Convert every line of the records below into a numbered list, skipping any blank lines. Leave the pictures out of your answer.

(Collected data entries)
......

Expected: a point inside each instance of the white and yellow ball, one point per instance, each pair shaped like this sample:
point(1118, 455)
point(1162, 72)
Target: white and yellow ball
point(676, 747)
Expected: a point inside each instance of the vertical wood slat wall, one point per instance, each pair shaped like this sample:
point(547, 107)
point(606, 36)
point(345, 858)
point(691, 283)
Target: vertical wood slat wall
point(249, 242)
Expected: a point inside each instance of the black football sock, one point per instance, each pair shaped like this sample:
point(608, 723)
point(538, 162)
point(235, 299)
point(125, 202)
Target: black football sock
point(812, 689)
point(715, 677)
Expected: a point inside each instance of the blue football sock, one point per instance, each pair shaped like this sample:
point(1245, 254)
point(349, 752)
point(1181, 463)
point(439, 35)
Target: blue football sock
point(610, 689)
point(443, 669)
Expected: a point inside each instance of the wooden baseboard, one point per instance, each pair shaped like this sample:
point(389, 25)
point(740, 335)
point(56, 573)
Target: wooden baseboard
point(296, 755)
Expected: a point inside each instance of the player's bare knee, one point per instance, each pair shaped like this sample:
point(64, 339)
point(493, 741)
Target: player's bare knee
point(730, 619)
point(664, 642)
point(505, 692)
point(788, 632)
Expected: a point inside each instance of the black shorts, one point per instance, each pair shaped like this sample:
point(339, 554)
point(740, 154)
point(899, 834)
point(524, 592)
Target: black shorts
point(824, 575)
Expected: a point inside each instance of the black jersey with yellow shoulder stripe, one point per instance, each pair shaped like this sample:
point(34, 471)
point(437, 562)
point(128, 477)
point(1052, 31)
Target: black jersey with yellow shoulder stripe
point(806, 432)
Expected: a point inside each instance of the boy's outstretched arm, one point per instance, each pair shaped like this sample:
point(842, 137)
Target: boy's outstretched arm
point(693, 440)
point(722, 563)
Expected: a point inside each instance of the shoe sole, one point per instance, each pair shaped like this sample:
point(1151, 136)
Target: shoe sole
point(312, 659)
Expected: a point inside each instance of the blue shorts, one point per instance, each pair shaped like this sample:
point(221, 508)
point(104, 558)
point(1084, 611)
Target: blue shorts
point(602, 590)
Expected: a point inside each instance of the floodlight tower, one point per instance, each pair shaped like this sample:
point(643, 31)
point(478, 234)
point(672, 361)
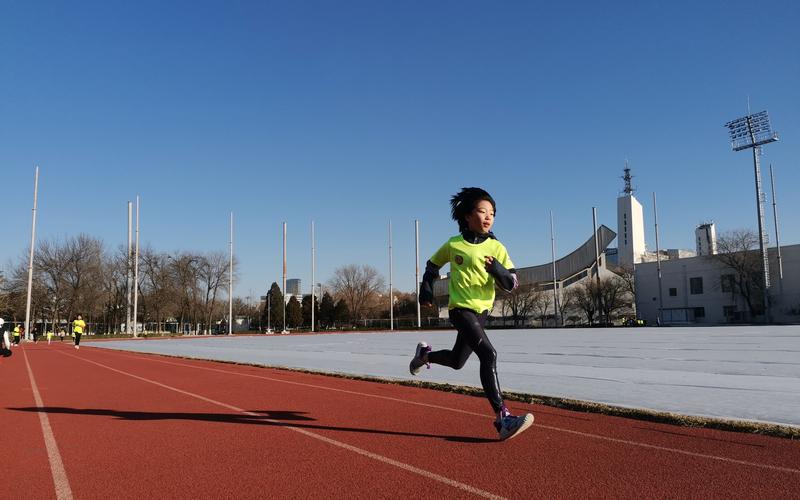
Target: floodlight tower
point(752, 132)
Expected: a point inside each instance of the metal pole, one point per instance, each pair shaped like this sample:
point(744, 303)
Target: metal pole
point(128, 269)
point(596, 257)
point(596, 245)
point(658, 265)
point(553, 254)
point(136, 276)
point(391, 292)
point(762, 235)
point(284, 278)
point(416, 280)
point(313, 277)
point(28, 334)
point(777, 230)
point(230, 286)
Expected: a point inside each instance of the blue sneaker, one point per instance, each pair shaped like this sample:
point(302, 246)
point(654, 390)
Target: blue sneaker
point(420, 358)
point(509, 426)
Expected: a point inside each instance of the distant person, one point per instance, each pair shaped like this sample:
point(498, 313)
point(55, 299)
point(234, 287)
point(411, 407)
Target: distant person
point(77, 330)
point(477, 262)
point(6, 342)
point(18, 331)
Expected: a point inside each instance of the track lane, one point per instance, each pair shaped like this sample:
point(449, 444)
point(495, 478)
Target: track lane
point(607, 455)
point(168, 443)
point(565, 454)
point(23, 453)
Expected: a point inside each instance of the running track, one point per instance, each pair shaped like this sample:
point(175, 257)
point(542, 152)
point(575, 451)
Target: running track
point(95, 423)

......

» COMPLETED EXERCISE
1. Expected: a point inside each instance of the white and yellow ball, one point per instance, each pair shaped like this sample:
2. point(1118, 455)
3. point(1162, 72)
4. Target: white and yellow ball
5. point(676, 747)
6. Expected: a point inside each instance of the vertical wood slat wall, one point per instance, each pair shaped like this sample:
7. point(547, 107)
8. point(606, 36)
9. point(345, 858)
10. point(691, 283)
11. Target: vertical wood slat wall
12. point(249, 242)
13. Expected: a point inside each instance of the black football sock, one point per instance, each pair shaped like this sample:
14. point(608, 723)
15. point(538, 162)
16. point(235, 299)
17. point(125, 202)
18. Target: black football sock
19. point(812, 689)
20. point(715, 677)
21. Expected: a point inside each instance of the blue football sock, one point per instance, each pair shaped like this sample:
22. point(1245, 254)
23. point(349, 752)
24. point(1181, 463)
25. point(439, 35)
26. Target: blue football sock
27. point(610, 689)
28. point(443, 669)
29. Expected: a point inside each instance of the wooden baseboard, one point per instance, each pair shaped like this sample:
30. point(389, 25)
31. point(740, 335)
32. point(56, 573)
33. Target: wooden baseboard
34. point(296, 755)
35. Expected: a point inside each instance of the player's bare knee, one point per instance, each pair shaped like this sample:
36. point(64, 339)
37. point(493, 741)
38. Target: player's bare knee
39. point(730, 619)
40. point(664, 642)
41. point(505, 692)
42. point(788, 632)
43. Expected: a point inside each instance of the black shorts, one point per instance, each pair shaped like this sample:
44. point(339, 554)
45. point(740, 154)
46. point(899, 834)
47. point(524, 592)
48. Target: black shorts
49. point(824, 575)
50. Expected: a point inside each instance of the black jersey with yellow shoulder stripe, one point per instance, each pair shaped like this sample:
51. point(34, 471)
52. point(437, 562)
53. point(128, 477)
54. point(1052, 31)
55. Target: black jersey with yellow shoulder stripe
56. point(806, 432)
57. Expected: a point inside each instance of the boy's outstretched arm, one point per instance, each pair shaped like this sample:
58. point(842, 137)
59. Target: boy's outstretched arm
60. point(693, 440)
61. point(722, 563)
62. Expected: a point inside each instance of the shoe sole, one point per instance, each pair shaped like this sample:
63. point(1151, 136)
64. Target: shoe sole
65. point(312, 659)
66. Expected: a point inside each instance of the blue shorts, one point per instance, each pair shaped like this sample:
67. point(221, 508)
68. point(104, 558)
69. point(1084, 611)
70. Target: blue shorts
71. point(602, 590)
72. Expected: a point inside each instance of the floodlight tower, one point per instance, each pair shaped like this sample:
73. point(643, 31)
74. point(478, 234)
75. point(672, 361)
76. Target: floodlight tower
77. point(752, 132)
78. Expected: a point inside each instance of the metal pole, one point per instance, each pair shaped like this sample:
79. point(744, 303)
80. Target: metal pole
81. point(128, 269)
82. point(596, 257)
83. point(596, 245)
84. point(658, 265)
85. point(553, 254)
86. point(136, 276)
87. point(391, 292)
88. point(762, 235)
89. point(284, 278)
90. point(416, 280)
91. point(313, 277)
92. point(28, 334)
93. point(777, 230)
94. point(230, 286)
95. Expected: a point inside each instance of the blue sneaker, one point per instance, each pair shaped like this sample:
96. point(302, 246)
97. point(654, 390)
98. Target: blue sneaker
99. point(420, 358)
100. point(509, 426)
101. Expected: a point inside each instance of the distant person, one point per instance, each pair shaped like this sample:
102. point(498, 313)
103. point(55, 299)
104. point(234, 287)
105. point(411, 407)
106. Target: distant person
107. point(77, 330)
108. point(477, 262)
109. point(6, 342)
110. point(18, 331)
111. Expected: a point inside each instance of the track lane, one point per instance, each pair shaped like this sample:
112. point(449, 444)
113. point(495, 478)
114. Target: track lane
115. point(607, 455)
116. point(168, 443)
117. point(565, 454)
118. point(23, 453)
119. Expected: a point inside each instance of the running track, one point per instance, each pair shaped like this sample:
120. point(175, 257)
121. point(542, 152)
122. point(575, 451)
123. Target: running track
124. point(95, 423)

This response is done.